OPDRACHTEN
A. Welke rechten vallen volgens de passage over de overdracht van quota onder het begrip 'quotum'?
B. Schrijf de passage over de overdracht van quota verder vanaf de laatste zin.

TEKSTFRAGMENT
• • • • • • •

In dit besluit wordt onder ‘quotum’ verstaan: melkquotum, visquotum, bietenquotum,
varkensrecht, fokzeugenrecht en pluimveerecht.
In de arresten van 11 juni 1997, nr. 31 891, BNB 1997/303 en van 15 juli 1998, nr. 33 468,
BNB 1998/313, heeft de Hoge Raad geoordeeld dat voor de toepassing van artikel 8,
eerste lid, onderdeel d, van de Wet IB 1964 in de voorgelegde situaties de vervreemding
van het melkquotum staking van een zelfstandig onderdeel van de onderneming betekent.
Deze uitleg van de Hoge Raad is relevant voor de toepassing van de artikelen 3.59, 3.62, 3.63 en 3.129 van de Wet IB 2001.
Gelet op deze uitleg van de Hoge Raad is het niet bezwaarlijk als een geheel quotum
wordt overgedragen, de overdracht aan te merken als staking van een zelfstandig deel
van de onderneming. De overdracht van een geheel quotum kan daarmee rechtstreeks onder
de werking van genoemde artikelen worden gebracht. Als een geheel quotum wordt overgedragen
aan twee of meer verkrijgers is het voor de toepassing van de artikelen 3.59, 3.62 en 3.63 van de Wet IB 2001 niet nodig dat hetgeen overgedragen wordt voor de verkrijgers van het quotum een
(gedeelte van een) onderneming vormt. Voor de verkrijger is het in dat geval slechts
van belang dat het overgedragen (gedeelte van het) quotum tot diens ondernemingsvermogen
behoort en duurzaam in de onderneming wordt aangewend.

• • • • • • •

GEGEVENSRECORDS
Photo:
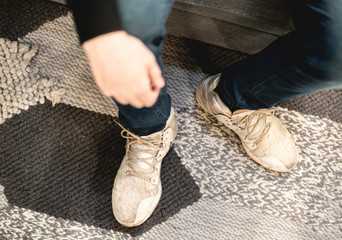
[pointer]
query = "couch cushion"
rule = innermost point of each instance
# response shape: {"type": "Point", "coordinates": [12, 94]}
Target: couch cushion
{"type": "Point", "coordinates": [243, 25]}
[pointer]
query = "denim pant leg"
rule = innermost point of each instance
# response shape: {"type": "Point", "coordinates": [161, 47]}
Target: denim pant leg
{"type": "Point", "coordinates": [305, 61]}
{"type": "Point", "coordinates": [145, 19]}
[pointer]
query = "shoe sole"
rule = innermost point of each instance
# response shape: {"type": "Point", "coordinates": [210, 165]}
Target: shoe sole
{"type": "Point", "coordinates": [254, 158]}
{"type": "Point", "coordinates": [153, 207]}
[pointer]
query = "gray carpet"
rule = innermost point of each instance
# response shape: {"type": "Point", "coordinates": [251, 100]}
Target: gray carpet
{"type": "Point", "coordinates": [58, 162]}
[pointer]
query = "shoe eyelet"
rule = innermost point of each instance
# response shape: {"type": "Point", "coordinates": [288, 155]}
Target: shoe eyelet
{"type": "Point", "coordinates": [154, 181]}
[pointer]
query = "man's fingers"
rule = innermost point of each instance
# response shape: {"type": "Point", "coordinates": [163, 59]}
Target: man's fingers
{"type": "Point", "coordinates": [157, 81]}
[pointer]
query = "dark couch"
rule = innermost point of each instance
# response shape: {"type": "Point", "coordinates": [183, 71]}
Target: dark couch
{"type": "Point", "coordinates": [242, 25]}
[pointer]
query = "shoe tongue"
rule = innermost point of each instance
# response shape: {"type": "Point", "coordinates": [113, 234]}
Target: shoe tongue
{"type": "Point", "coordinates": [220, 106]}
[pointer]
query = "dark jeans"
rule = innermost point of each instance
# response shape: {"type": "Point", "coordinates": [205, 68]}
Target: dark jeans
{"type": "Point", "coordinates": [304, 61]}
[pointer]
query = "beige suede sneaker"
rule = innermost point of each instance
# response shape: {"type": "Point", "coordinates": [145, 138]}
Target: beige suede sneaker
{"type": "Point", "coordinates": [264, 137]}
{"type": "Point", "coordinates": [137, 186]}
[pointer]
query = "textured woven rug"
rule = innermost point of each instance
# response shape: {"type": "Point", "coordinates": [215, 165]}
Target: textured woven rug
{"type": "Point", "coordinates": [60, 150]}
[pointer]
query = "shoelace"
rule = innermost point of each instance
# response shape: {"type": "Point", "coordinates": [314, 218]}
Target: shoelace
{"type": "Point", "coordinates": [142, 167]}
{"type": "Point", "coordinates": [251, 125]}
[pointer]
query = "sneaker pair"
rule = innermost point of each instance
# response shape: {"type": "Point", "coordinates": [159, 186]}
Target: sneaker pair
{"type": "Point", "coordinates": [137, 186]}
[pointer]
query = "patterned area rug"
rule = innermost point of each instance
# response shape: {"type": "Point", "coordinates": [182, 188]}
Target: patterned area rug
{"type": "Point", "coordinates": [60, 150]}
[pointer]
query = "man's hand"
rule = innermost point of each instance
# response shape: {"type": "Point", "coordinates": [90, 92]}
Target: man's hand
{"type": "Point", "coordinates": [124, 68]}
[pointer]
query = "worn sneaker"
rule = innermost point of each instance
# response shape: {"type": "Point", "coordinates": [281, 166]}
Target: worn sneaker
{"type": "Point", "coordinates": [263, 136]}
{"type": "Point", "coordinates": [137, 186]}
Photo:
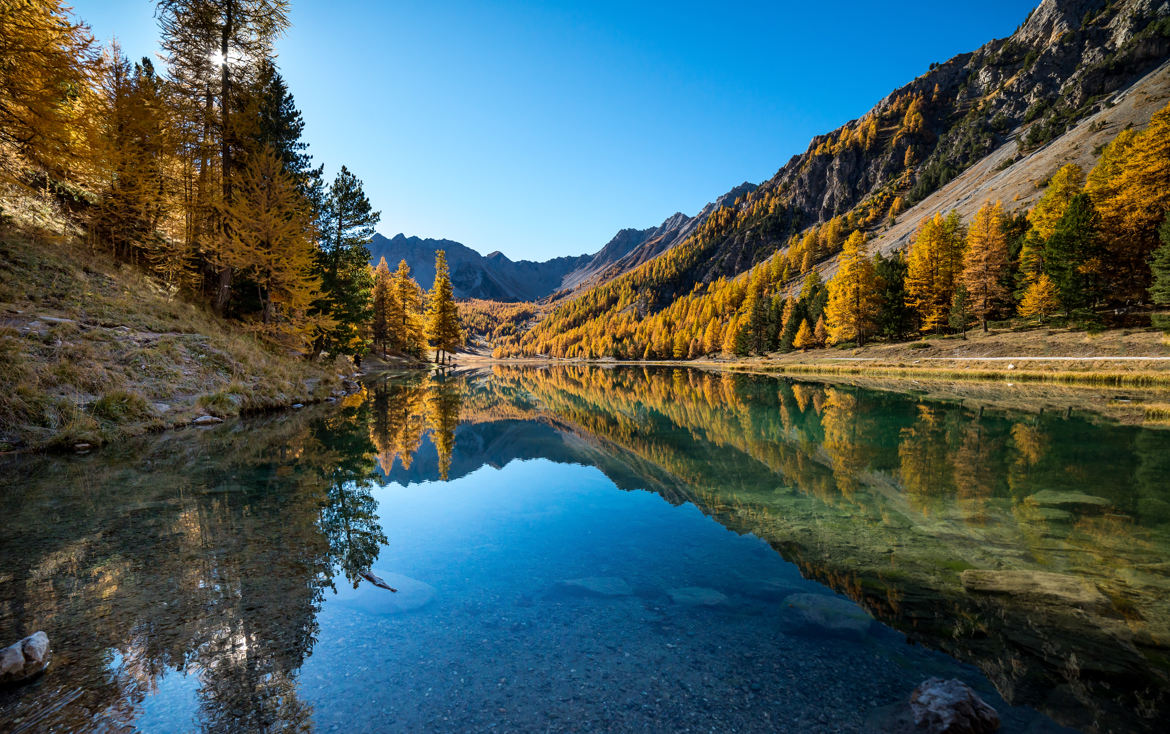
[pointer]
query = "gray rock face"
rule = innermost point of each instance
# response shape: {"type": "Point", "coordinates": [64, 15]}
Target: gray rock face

• • • • • • •

UITGEWERKTE OPGAVEN
A. Melkquotum, visquotum, bietenquotum, varkensrecht, fokzeugenrecht en pluimveerecht.

B.
Als een belastingplichtige een voor zijn rekening gedreven gedeelte van een onderneming
overdraagt zonder gebruik te maken van artikel 3.63 van de Wet IB 2001, kan dit artikel eveneens worden toegepast op uitsluitend het gedeelte van het quotum
voor zover dat onderdeel uitmaakt van deze overdracht.
Voorbeeld 1
A oefent tezamen met zijn zoons B en C een landbouwbedrijf uit op 20 ha grond. Het
melkquotum bedraagt 200.000 kg.
A draagt zijn gehele melkquotum over aan zoon B die het quotum in zijn onderneming
gaat aanwenden.
Uitwerking:
Aangezien de overdracht van een geheel quotum mag worden aangemerkt als de overdracht
van een zelfstandig onderdeel van de onderneming, kan met toepassing van artikel 3.63 van de Wet IB 2001 het melkquotum geruisloos worden overgedragen.
Voorbeeld 2
Als voorbeeld 1 maar nu draagt A 150.000 kg quotum over aan zoon B en 50.000 kg aan
zoon C.
Uitwerking:
Aangezien het gehele quotum wordt overgedragen hoeft niet te worden beoordeeld of
het overgedragen gedeelte voor de overnemer een zelfstandig onderdeel van een onderneming
vormt. Indien zoon B en zoon C het quotum tot hun ondernemingsvermogen rekenen kan
de overdracht op verzoek geruisloos geschieden.
Voorbeeld 3
Als voorbeeld 1 maar nu draagt A 10 ha. grond, 100.000 kg quotum alsmede de helft
van de overige bedrijfsmiddelen over aan zoon B.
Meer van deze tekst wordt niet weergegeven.